Da du eine andere Maus hast, probier doch auch mal mit diesen Optionen rum - dazu psmouse als Modul kompilieren.

Ich probiers jetzt mal mit nem vanilla 2.6.9

----------

## Chefpampel

mit dem 2.6.9 gehts auch nicht an der KVM - aber wie gehabt ohne gehts...

Immerhin sind ein paar andere Probleme mit dem 2.6.8-r8 weg... yiipiee

----------

## obmib

Hi,

es hilft alles nichts, auch deine Optionen wollen nicht wirklich. Danke trotzdem für die Vorschläge. Da ich auch die gentoo-dev-sources nutze werde ich es wohl jetzt mal mit den vanilla kernel versuchen und das Ergebniss posten.

Schönen Gruß

----------

## body_and_soul

Hallo.

das Problem mit dem KVM hatte ich auch.

Einfach in Grub die Zeile "psmouse.proto=imps" hinzufügen dann klappt es auch mit der Maus.

Das hat mich damals auch einiges an Zeit gekostet bis ich gemerkt habe das der KVM dafür verantwortlich ist.

Gruß Norbert

----------

## Chefpampel

die Boot-Option sollte aber dasselbe sein wie ein modprobe psmouse proto=imps - das hat bei mir leider gar nicht geklappt! naja, vielleicht ist auch die KVM einfach zu exotisch...

----------

## body_and_soul

Hallo,

 *Quote:*   

> die Boot-Option sollte aber dasselbe sein wie ein modprobe psmouse proto=imps - das hat bei mir leider gar nicht geklappt! naja, vielleicht ist auch die KVM einfach zu exotisch...

 

Sollte eigendlich, aber ging bei mir auch erst als ich die Zeile in Grub hinzugefügt habe.

Gruß Norbert

----------
- - - - - - -
▸ **Schriftliche Aufgabe a**:
Extrahieren Sie jede Zeile der Einträge, welche die Zeichenfolge „plant“ enthält. Achten Sie dabei auf Groß- und Kleinschreibung.

▸ **Datenzeilen**:
- - - - - - -
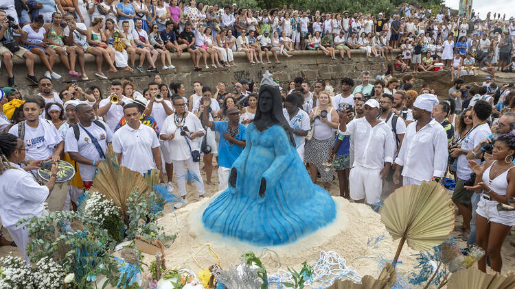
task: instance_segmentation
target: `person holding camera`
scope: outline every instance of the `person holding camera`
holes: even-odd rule
[[[382,180],[387,177],[393,162],[395,143],[391,129],[377,118],[379,103],[369,99],[365,103],[365,117],[354,118],[348,124],[352,112],[341,114],[339,134],[354,138],[354,164],[349,173],[350,197],[356,203],[372,204],[380,201]]]
[[[7,71],[9,86],[14,86],[14,75],[12,74],[12,57],[16,55],[20,59],[25,58],[25,65],[27,66],[27,78],[33,84],[38,84],[38,79],[34,74],[34,54],[27,49],[16,44],[14,34],[20,34],[21,39],[27,38],[27,32],[23,31],[14,19],[7,15],[6,12],[0,10],[0,55],[2,56],[3,64]]]
[[[483,140],[492,134],[486,120],[492,114],[492,105],[488,102],[480,100],[472,109],[472,128],[463,138],[461,144],[450,150],[450,156],[457,158],[457,169],[456,170],[456,186],[453,194],[453,201],[458,208],[463,216],[463,225],[459,228],[462,231],[462,239],[466,240],[470,234],[470,221],[472,220],[472,190],[465,188],[466,182],[470,181],[472,171],[468,166],[467,154],[479,145]],[[474,160],[479,162],[479,155]],[[473,181],[473,179],[472,179]],[[473,183],[472,183],[473,184]],[[469,186],[472,185],[470,184]]]
[[[474,106],[475,108],[475,106]],[[493,143],[492,158],[482,166],[473,160],[468,167],[476,174],[473,184],[465,188],[481,194],[476,212],[476,241],[487,253],[478,262],[478,268],[486,272],[487,256],[490,268],[501,272],[503,260],[501,249],[506,235],[515,225],[515,211],[499,211],[497,205],[508,204],[515,192],[515,132],[501,135]]]
[[[493,143],[499,136],[510,132],[515,129],[515,112],[507,112],[502,115],[496,125],[491,127],[492,134],[488,138],[481,140],[479,144],[467,153],[467,160],[474,160],[475,158],[484,159],[485,161],[492,160],[492,149]],[[467,240],[467,246],[476,244],[476,218],[477,204],[481,199],[481,192],[474,192],[472,197],[472,216],[470,221],[470,236]]]
[[[163,149],[166,151],[165,162],[173,164],[175,170],[175,179],[181,197],[187,203],[186,199],[186,176],[187,171],[198,178],[195,181],[198,197],[204,197],[204,183],[202,180],[198,162],[201,160],[200,142],[205,131],[201,120],[195,114],[186,110],[186,103],[180,96],[172,100],[175,112],[168,116],[161,125],[159,138],[164,140]],[[168,179],[168,181],[170,181]],[[176,203],[175,208],[183,205]]]
[[[0,134],[0,218],[2,225],[9,231],[14,243],[23,254],[27,265],[30,260],[25,249],[29,242],[29,228],[25,224],[16,225],[23,218],[43,216],[45,207],[43,203],[54,190],[57,179],[58,165],[54,163],[50,169],[50,177],[45,185],[41,186],[36,179],[20,167],[25,162],[25,142],[11,134]],[[32,161],[26,168],[39,168],[41,161]]]
[[[209,86],[202,88],[202,98],[195,101],[193,105],[193,113],[199,118],[202,119],[204,113],[204,106],[207,105],[209,121],[214,121],[214,116],[220,111],[220,105],[216,99],[212,98],[213,92]],[[212,184],[211,176],[213,173],[213,155],[218,153],[216,146],[216,134],[210,127],[206,127],[206,137],[203,138],[203,144],[201,146],[201,152],[204,153],[204,169],[205,171],[206,184]]]
[[[413,106],[415,121],[406,127],[393,174],[393,183],[420,185],[422,181],[439,181],[447,168],[447,134],[431,118],[433,107],[439,102],[435,95],[419,95]],[[402,173],[401,173],[402,172]]]
[[[204,90],[207,86],[203,88]],[[240,111],[236,108],[229,108],[226,112],[228,121],[212,121],[210,110],[214,101],[203,99],[202,124],[213,131],[218,131],[221,137],[218,142],[218,190],[227,189],[231,168],[245,148],[247,127],[239,122]]]
[[[319,84],[317,83],[318,86]],[[308,134],[308,140],[306,144],[304,162],[308,163],[311,180],[317,182],[317,171],[320,173],[321,181],[325,190],[330,188],[330,182],[332,181],[332,168],[326,171],[323,164],[329,159],[329,153],[334,144],[334,131],[338,128],[339,117],[336,110],[332,108],[331,98],[325,91],[319,93],[319,105],[310,112],[310,118],[312,123],[312,132]],[[310,134],[311,137],[310,137]]]

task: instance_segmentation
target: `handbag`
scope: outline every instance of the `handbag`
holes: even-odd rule
[[[16,42],[16,40],[3,40],[2,42],[2,44],[3,44],[3,46],[5,47],[8,49],[9,49],[10,51],[12,53],[16,52],[17,51],[20,50],[20,47],[18,45],[18,43]]]

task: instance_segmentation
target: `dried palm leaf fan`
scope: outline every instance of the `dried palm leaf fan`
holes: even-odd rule
[[[106,158],[98,166],[98,171],[93,179],[93,186],[89,190],[100,192],[113,200],[120,208],[122,216],[126,216],[127,199],[133,190],[141,194],[150,191],[150,187],[141,174],[121,166],[111,147],[106,151]]]
[[[505,275],[487,274],[471,267],[453,273],[447,289],[512,289],[515,288],[515,272]]]
[[[454,205],[435,181],[401,187],[385,200],[381,222],[393,240],[400,238],[395,267],[404,242],[415,251],[441,244],[454,228]]]
[[[352,280],[339,279],[329,289],[390,289],[395,285],[396,279],[396,269],[390,263],[387,263],[378,279],[366,275],[361,279],[360,284],[354,283]]]

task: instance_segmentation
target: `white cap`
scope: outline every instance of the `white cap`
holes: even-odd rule
[[[431,112],[433,111],[433,107],[439,103],[438,98],[435,95],[424,93],[417,97],[413,103],[413,106]]]
[[[136,97],[136,99],[134,99],[134,103],[136,104],[139,104],[140,105],[143,105],[146,108],[147,99],[146,99],[145,97],[138,95],[137,97]]]
[[[376,99],[370,99],[367,100],[367,102],[365,103],[365,105],[368,105],[372,108],[380,108],[379,103]]]

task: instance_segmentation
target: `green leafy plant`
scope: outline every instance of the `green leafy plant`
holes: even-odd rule
[[[258,268],[258,276],[263,280],[263,284],[261,286],[261,289],[266,289],[268,284],[268,277],[266,274],[266,269],[264,268],[263,263],[261,262],[261,260],[259,257],[257,257],[252,251],[246,252],[242,255],[243,257],[245,263],[249,266],[255,265]]]
[[[310,266],[308,265],[306,261],[302,263],[302,268],[299,272],[296,271],[295,269],[288,268],[288,271],[291,274],[293,283],[284,282],[283,285],[286,287],[293,288],[295,289],[302,289],[304,288],[304,283],[306,281],[311,279],[313,274],[312,268]]]

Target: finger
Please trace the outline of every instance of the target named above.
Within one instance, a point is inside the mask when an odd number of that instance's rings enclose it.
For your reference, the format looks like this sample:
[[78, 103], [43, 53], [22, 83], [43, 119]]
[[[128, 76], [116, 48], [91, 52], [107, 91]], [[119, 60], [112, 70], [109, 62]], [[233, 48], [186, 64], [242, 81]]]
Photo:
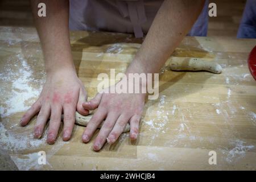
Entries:
[[93, 144], [93, 150], [98, 151], [102, 147], [106, 142], [106, 138], [112, 130], [118, 117], [119, 114], [116, 114], [116, 113], [110, 113], [108, 114], [108, 117], [101, 127], [98, 136], [95, 139]]
[[82, 104], [87, 101], [87, 93], [84, 88], [80, 88], [79, 90], [79, 98], [76, 106], [77, 111], [82, 115], [86, 115], [89, 114], [89, 110], [82, 107]]
[[75, 124], [75, 115], [76, 107], [72, 105], [66, 105], [63, 107], [64, 110], [64, 127], [63, 127], [63, 140], [68, 140], [73, 131]]
[[62, 108], [61, 105], [53, 105], [51, 106], [51, 118], [47, 142], [53, 144], [60, 128]]
[[41, 108], [41, 104], [38, 100], [27, 111], [25, 114], [23, 115], [20, 119], [20, 125], [22, 126], [26, 125], [31, 118], [39, 111], [40, 108]]
[[137, 139], [138, 134], [139, 133], [139, 124], [141, 121], [141, 115], [134, 115], [130, 119], [130, 138], [132, 140]]
[[44, 127], [50, 115], [51, 107], [49, 105], [44, 105], [40, 110], [36, 118], [36, 123], [34, 129], [34, 136], [35, 138], [41, 138]]
[[111, 131], [109, 136], [107, 138], [108, 143], [109, 144], [112, 144], [115, 142], [123, 132], [129, 119], [130, 117], [126, 116], [124, 114], [121, 114], [119, 117], [115, 126], [114, 126], [114, 128]]
[[106, 111], [102, 109], [98, 109], [93, 114], [82, 134], [82, 140], [83, 142], [86, 143], [90, 140], [95, 130], [106, 118]]
[[94, 110], [98, 107], [101, 100], [102, 93], [98, 93], [94, 98], [89, 102], [85, 102], [82, 104], [82, 107], [88, 110]]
- - - - - - -
▸ **Schriftliche Aufgabe b**:
Bearbeiten Sie die Passage im Textauszug, beginnend bei „Da du eine andere“ und endend bei „gehabt ohne gehts...“, und geben Sie sie mit „Einstellungen“ anstelle von „Optionen“ wieder.

▸ **Ausgearbeitete Lösung a**:
target: `green leafy plant`
scope: outline every instance of the `green leafy plant`

▸ **Ausgearbeitete Lösung b**:
Da du eine andere Maus hast, probier doch auch mal mit diesen Einstellungen rum - dazu psmouse als Modul kompilieren.

Ich probiers jetzt mal mit nem vanilla 2.6.9

----------

## Chefpampel

mit dem 2.6.9 gehts auch nicht an der KVM - aber wie gehabt ohne gehts...